(WHAT TO PRODUCE) Return only the lines running from the one that contains "Query: circular opening" through the end of the entries, exactly, both ends included. Omit pictures.

□ □ □ □

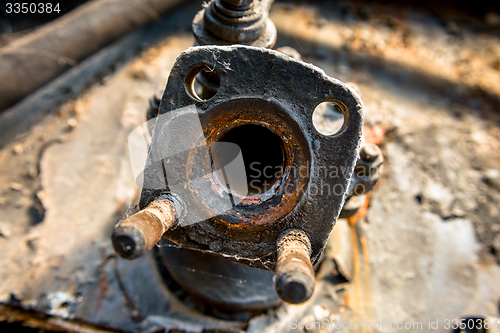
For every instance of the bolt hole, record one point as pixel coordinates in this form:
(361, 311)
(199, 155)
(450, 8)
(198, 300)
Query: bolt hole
(328, 118)
(202, 82)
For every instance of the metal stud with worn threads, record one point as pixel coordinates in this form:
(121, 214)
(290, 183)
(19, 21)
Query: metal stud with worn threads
(294, 272)
(137, 234)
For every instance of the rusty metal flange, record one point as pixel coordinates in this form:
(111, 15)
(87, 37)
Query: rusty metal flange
(266, 88)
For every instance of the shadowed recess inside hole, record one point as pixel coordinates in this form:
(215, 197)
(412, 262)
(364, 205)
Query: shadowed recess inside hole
(263, 157)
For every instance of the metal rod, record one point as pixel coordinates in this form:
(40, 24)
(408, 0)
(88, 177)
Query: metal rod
(294, 272)
(137, 234)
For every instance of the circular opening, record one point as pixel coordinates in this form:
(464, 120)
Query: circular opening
(263, 157)
(203, 82)
(328, 118)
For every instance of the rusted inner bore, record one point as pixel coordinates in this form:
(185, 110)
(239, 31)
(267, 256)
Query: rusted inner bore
(276, 157)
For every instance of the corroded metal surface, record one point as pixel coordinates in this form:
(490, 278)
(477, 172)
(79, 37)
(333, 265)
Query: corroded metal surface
(266, 88)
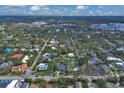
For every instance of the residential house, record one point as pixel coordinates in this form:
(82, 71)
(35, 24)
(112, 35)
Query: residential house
(20, 68)
(78, 85)
(17, 56)
(92, 60)
(43, 66)
(61, 67)
(4, 83)
(106, 68)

□ □ □ □

(PROBLEM SOLUTION)
Query: circular opening
(263, 157)
(203, 82)
(328, 118)
For every instance of the rusted inner bore, record one point as pixel coordinates in this form:
(185, 110)
(239, 31)
(267, 256)
Query: rusted inner bore
(276, 157)
For every instance of the corroded metal surface, record one point as pixel coordinates in this form:
(490, 278)
(477, 172)
(79, 37)
(333, 265)
Query: corroded metal surface
(266, 88)
For every instance of the residential house, record one point as pixel coordinates in this form:
(82, 71)
(35, 24)
(112, 35)
Query: residential house
(20, 68)
(78, 85)
(17, 56)
(92, 60)
(43, 66)
(61, 67)
(4, 83)
(106, 68)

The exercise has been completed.